_TASK TO COMPLETE_
The records must be returned word for word.

Dataset entries:
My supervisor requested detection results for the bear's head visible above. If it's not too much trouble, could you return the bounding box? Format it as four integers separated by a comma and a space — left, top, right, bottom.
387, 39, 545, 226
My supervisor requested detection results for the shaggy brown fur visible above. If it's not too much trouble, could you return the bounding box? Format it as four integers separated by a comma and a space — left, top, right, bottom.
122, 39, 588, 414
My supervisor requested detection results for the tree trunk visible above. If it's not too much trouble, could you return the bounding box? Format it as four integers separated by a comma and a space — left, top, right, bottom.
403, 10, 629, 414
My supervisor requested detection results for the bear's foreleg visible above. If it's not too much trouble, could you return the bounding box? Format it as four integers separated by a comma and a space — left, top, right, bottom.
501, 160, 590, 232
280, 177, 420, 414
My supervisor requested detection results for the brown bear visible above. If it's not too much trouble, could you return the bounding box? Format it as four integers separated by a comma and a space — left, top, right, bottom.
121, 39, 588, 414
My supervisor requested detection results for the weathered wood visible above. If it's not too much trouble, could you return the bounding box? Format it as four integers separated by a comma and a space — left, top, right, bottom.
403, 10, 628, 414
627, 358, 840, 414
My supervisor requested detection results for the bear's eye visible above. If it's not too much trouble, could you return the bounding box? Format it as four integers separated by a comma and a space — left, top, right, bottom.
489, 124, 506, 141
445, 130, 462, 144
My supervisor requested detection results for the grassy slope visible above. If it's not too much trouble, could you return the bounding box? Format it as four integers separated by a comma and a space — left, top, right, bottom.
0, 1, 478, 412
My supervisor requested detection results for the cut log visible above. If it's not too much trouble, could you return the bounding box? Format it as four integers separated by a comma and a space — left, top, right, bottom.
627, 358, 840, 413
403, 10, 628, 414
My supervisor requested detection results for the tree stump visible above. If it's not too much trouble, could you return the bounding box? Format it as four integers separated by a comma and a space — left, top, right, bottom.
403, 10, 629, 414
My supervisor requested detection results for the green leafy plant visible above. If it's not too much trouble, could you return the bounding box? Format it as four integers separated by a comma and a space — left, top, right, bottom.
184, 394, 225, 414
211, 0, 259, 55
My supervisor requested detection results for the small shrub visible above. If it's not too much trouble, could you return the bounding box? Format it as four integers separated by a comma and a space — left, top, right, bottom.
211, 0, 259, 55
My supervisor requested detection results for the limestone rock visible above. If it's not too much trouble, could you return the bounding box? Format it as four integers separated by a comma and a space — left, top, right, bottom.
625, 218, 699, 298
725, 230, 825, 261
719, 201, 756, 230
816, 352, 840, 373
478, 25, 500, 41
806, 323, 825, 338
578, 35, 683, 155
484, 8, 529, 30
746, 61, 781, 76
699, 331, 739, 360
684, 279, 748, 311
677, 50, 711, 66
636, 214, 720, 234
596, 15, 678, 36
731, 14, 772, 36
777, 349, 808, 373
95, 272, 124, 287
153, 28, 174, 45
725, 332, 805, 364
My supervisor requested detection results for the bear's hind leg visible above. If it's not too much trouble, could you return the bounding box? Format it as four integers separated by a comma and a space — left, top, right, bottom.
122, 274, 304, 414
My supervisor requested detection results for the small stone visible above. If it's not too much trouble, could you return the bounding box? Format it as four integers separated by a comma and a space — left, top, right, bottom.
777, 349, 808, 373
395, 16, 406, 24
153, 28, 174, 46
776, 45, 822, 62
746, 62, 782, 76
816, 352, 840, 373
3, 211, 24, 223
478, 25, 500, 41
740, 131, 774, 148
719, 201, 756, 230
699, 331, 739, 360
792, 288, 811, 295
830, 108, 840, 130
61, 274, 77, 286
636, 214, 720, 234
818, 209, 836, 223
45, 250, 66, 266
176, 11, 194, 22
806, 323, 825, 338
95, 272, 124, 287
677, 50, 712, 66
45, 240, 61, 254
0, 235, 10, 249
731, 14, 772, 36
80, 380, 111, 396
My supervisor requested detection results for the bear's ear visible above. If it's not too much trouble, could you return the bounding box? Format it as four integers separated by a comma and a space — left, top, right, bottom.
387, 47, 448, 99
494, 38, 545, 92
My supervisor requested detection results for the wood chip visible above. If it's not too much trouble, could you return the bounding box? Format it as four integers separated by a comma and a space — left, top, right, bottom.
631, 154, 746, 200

_RESPONSE AREA_
My supervisor requested detection results for the bear's head visible above. If it's not too much trouble, could you return the bounding box? Format it as four integers separated by a comma and a space — left, top, right, bottom.
387, 39, 545, 226
My supervisor requested detection results for the shaggy brown fur visible above. If it's not too much trouble, could you return the bounding box? Format it as four integers separated by a comma and a space — left, top, right, bottom.
122, 39, 588, 414
My supervisor requested detection results for the tree trunk visible above. If it's not too much trouble, could you return the bounding box? Format it as four integers separated by a comma and a space — left, top, right, bottom.
403, 10, 629, 414
My supervisor requested detection results for the bear's foreleg visible above. If it's not too much trouble, could you return the bounding box? Format it as four integers separated by a comma and a space — left, top, right, bottom.
501, 160, 590, 232
280, 177, 420, 414
My supervisor requested detection results for the brown bear visible above. If it's not too much trouble, could you return the bounding box? Format it as four integers separated by a comma and a space — left, top, right, bottom.
121, 39, 588, 414
My supervisor requested detection results for the weathered wood visible above. If it's not too much trouble, could you return the bounding box? Format it as four integers separated by a comma and a space — left, top, right, bottom.
403, 10, 628, 414
627, 358, 840, 414
My supervisor requested detection results for the bear's eye visible above. If it's not too much trouble, could you return the bounding box? Format it as four integers separated by a comma and a space — left, top, right, bottom.
489, 124, 506, 141
445, 130, 462, 144
My supervisor requested detection results for the grassy slope visible above. If it's not too much trouble, could you return the bounding box? Format it as four integers separated by a comma and a space — left, top, right, bottom.
0, 1, 478, 412
My supervisor requested detection results for the cut log visible above. If it's not too much trouble, could you return the bounding box? Format it as four integers separated by a comma and a space — left, top, right, bottom.
627, 358, 840, 413
403, 10, 628, 414
My supervisor requested detection results for the tree stump visible above. If it's not too much trouble, could you return the bounding box? Format it as four integers separated by a comma and a space — left, top, right, bottom.
403, 10, 629, 414
My supervisor requested detection results for the green leafy plant visible above. If it's not too much trouble, could you return the bounding box? Format it as four integers separated by a comma and a space — left, top, right, bottom.
184, 394, 225, 414
211, 0, 259, 55
My supervisor requested detection results for the small shrub visible above. If it's not too much trouble, could you return the bounding box? Format it as four integers separated by a comma and a space — left, top, right, bottom.
211, 0, 259, 55
My supervisor requested detection results for the limestone rock visible above. If it's not too much trouble, could you return the bounding box? Format it as four integers separated by a comma and a space — left, top, right, bottom.
625, 218, 699, 298
725, 230, 825, 261
719, 201, 756, 230
816, 352, 840, 373
478, 25, 500, 41
806, 323, 825, 338
578, 35, 683, 155
484, 8, 529, 30
746, 61, 781, 76
699, 331, 739, 360
684, 279, 748, 311
677, 50, 711, 66
636, 214, 720, 234
596, 15, 678, 36
731, 14, 772, 36
777, 349, 808, 373
95, 272, 124, 287
153, 28, 174, 45
725, 332, 805, 364
My supervisor requested detection results for the bear's hind leg visible above. If it's not too much trouble, could you return the bounding box? Format it as four integers separated by a comma and a space — left, top, right, bottom.
122, 274, 304, 414
My supervisor requested detection results for the small stone visible above. If it's not too much trouble, could you return the bounding box? Format it as four integers separated by a comma and a space — left, top, right, bottom.
777, 349, 808, 373
395, 16, 406, 24
153, 28, 174, 46
776, 45, 822, 62
746, 62, 782, 76
816, 352, 840, 373
3, 211, 24, 223
478, 25, 500, 41
740, 131, 774, 148
719, 201, 756, 230
699, 331, 739, 360
792, 288, 811, 295
830, 108, 840, 130
61, 274, 77, 286
636, 214, 720, 234
818, 209, 836, 223
45, 250, 66, 266
176, 11, 194, 22
806, 323, 825, 338
95, 272, 124, 287
677, 50, 712, 66
45, 240, 61, 254
0, 235, 10, 249
731, 14, 772, 36
80, 380, 111, 396
My supervisor requested detection results for the bear's ear visible above. If it's not too much trouble, could you return the bounding box? Format it as four integers separated by a comma and a space — left, top, right, bottom.
387, 47, 448, 99
494, 38, 545, 92
My supervisor requested detection results for the wood chip visible above. If it's not too much trouble, could you return the bounding box? Format it as four integers separated by a comma and a space — left, top, right, bottom.
631, 154, 746, 200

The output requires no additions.